### Written request
Copy each of these rows word for word, changing nothing.

begin Records shown

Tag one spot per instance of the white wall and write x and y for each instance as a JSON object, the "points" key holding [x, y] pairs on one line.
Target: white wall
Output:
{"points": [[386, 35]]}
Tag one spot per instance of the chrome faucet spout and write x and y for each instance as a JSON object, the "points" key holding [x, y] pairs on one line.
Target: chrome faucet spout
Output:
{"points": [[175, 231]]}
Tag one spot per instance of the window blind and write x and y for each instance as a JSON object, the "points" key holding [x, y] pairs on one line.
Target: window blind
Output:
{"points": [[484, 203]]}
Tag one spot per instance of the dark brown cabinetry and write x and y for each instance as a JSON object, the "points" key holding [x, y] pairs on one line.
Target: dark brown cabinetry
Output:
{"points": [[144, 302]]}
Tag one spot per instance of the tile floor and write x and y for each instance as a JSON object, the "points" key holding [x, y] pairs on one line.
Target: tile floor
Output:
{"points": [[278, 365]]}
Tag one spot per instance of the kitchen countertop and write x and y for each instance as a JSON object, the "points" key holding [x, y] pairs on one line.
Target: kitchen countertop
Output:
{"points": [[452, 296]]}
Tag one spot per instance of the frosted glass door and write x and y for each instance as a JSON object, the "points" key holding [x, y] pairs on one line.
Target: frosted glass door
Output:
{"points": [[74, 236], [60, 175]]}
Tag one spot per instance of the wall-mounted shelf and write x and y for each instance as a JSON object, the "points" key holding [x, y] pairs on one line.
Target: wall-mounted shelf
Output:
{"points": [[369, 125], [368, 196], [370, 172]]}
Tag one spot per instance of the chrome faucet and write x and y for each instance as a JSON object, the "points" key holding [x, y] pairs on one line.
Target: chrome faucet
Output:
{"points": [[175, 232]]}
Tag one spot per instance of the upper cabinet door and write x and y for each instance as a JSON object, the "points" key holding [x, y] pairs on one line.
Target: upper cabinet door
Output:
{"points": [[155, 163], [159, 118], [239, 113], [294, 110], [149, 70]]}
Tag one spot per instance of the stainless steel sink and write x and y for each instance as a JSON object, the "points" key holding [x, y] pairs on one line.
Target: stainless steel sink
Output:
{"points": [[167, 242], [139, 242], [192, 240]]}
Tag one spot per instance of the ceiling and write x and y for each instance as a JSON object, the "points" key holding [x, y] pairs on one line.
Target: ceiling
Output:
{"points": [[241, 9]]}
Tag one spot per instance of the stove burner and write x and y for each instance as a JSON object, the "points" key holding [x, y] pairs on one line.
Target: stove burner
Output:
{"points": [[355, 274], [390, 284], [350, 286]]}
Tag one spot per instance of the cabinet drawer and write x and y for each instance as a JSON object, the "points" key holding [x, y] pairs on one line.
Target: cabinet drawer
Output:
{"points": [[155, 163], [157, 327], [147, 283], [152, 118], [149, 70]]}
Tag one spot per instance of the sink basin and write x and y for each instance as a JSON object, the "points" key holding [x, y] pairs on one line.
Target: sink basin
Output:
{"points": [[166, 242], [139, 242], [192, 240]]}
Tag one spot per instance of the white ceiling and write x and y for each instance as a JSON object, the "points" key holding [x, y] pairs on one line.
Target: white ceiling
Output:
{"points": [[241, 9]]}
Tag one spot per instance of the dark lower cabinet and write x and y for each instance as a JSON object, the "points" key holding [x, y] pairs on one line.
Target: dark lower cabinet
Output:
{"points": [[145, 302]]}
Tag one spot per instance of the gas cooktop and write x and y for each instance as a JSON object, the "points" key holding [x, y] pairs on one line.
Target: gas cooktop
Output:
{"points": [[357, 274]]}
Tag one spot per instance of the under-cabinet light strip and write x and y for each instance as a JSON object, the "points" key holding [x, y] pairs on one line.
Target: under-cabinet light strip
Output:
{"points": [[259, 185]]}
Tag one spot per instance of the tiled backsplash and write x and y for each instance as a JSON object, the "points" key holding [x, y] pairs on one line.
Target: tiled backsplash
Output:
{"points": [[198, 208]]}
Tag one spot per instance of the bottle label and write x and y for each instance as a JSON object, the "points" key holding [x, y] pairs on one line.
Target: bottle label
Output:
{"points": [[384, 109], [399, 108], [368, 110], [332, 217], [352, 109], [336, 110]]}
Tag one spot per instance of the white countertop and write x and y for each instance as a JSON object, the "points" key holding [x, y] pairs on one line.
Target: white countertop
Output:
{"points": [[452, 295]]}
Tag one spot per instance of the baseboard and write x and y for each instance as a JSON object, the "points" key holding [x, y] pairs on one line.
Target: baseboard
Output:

end Records shown

### Written answer
Tag one spot per instance of the white wall and write x and y for each instance as a JSON object, the "points" key holding [x, y] pairs on one line.
Target: white wall
Output:
{"points": [[386, 35]]}
Tag one spot per instance of the chrome faucet spout and write x and y for each instance as a JSON object, the "points" key holding [x, y] pairs on one line.
Target: chrome faucet spout
Output:
{"points": [[175, 231]]}
Tag one spot per instance of the window blind and write x and y for each instance as a JSON object, the "points" key holding [x, y] pairs on one line.
Target: window blind
Output:
{"points": [[484, 203]]}
Tag one spot per instance of the dark brown cabinetry and write x and y for each instance as a JSON object, the "points" key holding [x, y] pairs on one line.
Target: dark brown cabinetry
Output:
{"points": [[144, 302]]}
Tag one spot per instance of the tile floor and write x and y for each instance as a JSON object, the "points" key holding [x, y] pairs on one line.
Target: tile floor
Output:
{"points": [[278, 365]]}
Tag one spot per instance of the kitchen countertop and write x and y for each instance as a JSON object, the "points" key holding [x, y] pairs on one line.
Target: kitchen countertop
Output:
{"points": [[452, 296]]}
Tag one spot per instance of the frosted glass door and write x and y for each instance as a JSON object, the "points" key holding [x, y] pairs on one line.
Target: frosted glass door
Output:
{"points": [[74, 236], [60, 175]]}
Tag one spot per instance of the wall-mounted shelf and write x and y for each instance as a JSON object, the "points" key holding [x, y] pairs on one line.
Target: wall-mounted shelf
Output:
{"points": [[369, 125], [368, 196], [370, 172]]}
Tag one spot per instance of the chrome faucet and write x and y for each instance as a JSON object, the "points" key holding [x, y] pairs on one line.
Target: chrome faucet
Output:
{"points": [[175, 232]]}
Tag one spot per instance of the upper cabinet door and write x and y for each instance as a JSON object, the "points" key holding [x, y] pairs on one line.
Target: upper cabinet door
Output:
{"points": [[155, 163], [159, 118], [239, 113], [294, 110], [149, 70]]}
Tag one spot per instance of the stainless steel sink and write x and y for each instance as a JSON object, the "points" key holding [x, y] pairs on one line.
Target: stainless steel sink
Output:
{"points": [[167, 242], [139, 242], [192, 240]]}
Tag one spot per instance of the ceiling and write x and y for each instance as a JSON object, the "points" key holding [x, y] pairs on one line.
Target: ceiling
Output:
{"points": [[241, 9]]}
Tag one spot per instance of the stove burner and write x and y for each instance as a JSON object, the "points" key holding [x, y] pairs on one line.
Target: stove burner
Output:
{"points": [[355, 274], [390, 284], [350, 286]]}
Tag one spot per instance of the cabinet drawer and write x and y for each instance as a JSON object, the "points" key holding [x, y] pairs on one line.
Target: cabinet drawer
Output:
{"points": [[155, 163], [157, 327], [147, 283], [152, 118], [149, 70]]}
Tag one spot per instance of the sink basin and write x and y for each instance as a JSON object, the "points" key holding [x, y] pairs on one line.
Target: sink basin
Output:
{"points": [[166, 242], [139, 242], [192, 240]]}
Tag one spot per instance of the white ceiling and write x and y for each instance as a JSON object, the "points" key holding [x, y] pairs on one line.
Target: white ceiling
Output:
{"points": [[241, 9]]}
Tag one spot per instance of the dark lower cabinet and write x and y for each instance as a JSON object, the "points" key holding [x, y] pairs on one line.
Target: dark lower cabinet
Output:
{"points": [[145, 302]]}
Tag one spot per instance of the gas cooktop and write x and y for each instance as a JSON object, the "points" key holding [x, y] pairs on one line.
Target: gas cooktop
Output:
{"points": [[357, 274]]}
Tag one spot per instance of the under-cabinet light strip and write x and y for each instance as a JSON object, the "points" key holding [x, y] pairs on one line.
Target: under-cabinet light strip
Output:
{"points": [[259, 185]]}
Tag one spot per instance of the tiled backsplash and write x and y for each instance as a JSON object, the "points" key holding [x, y] pairs on one line.
Target: tiled backsplash
Output:
{"points": [[198, 208]]}
Tag one spot per instance of the bottle label and write x and y for each instance as a JSON object, the "points" key holding [x, y] pairs on one line.
Target: bottle label
Output:
{"points": [[384, 109], [399, 108], [368, 110], [332, 217], [352, 109], [336, 110]]}
Tag one spot per instance of the white countertop and write x and y for each instance as a JSON object, the "points" key holding [x, y] pairs on one line.
Target: white countertop
Output:
{"points": [[452, 295]]}
Tag one spot per instance of the baseboard and write x and y for each instance as a JSON object, the "points" key holding [x, y] pairs on one line.
Target: baseboard
Output:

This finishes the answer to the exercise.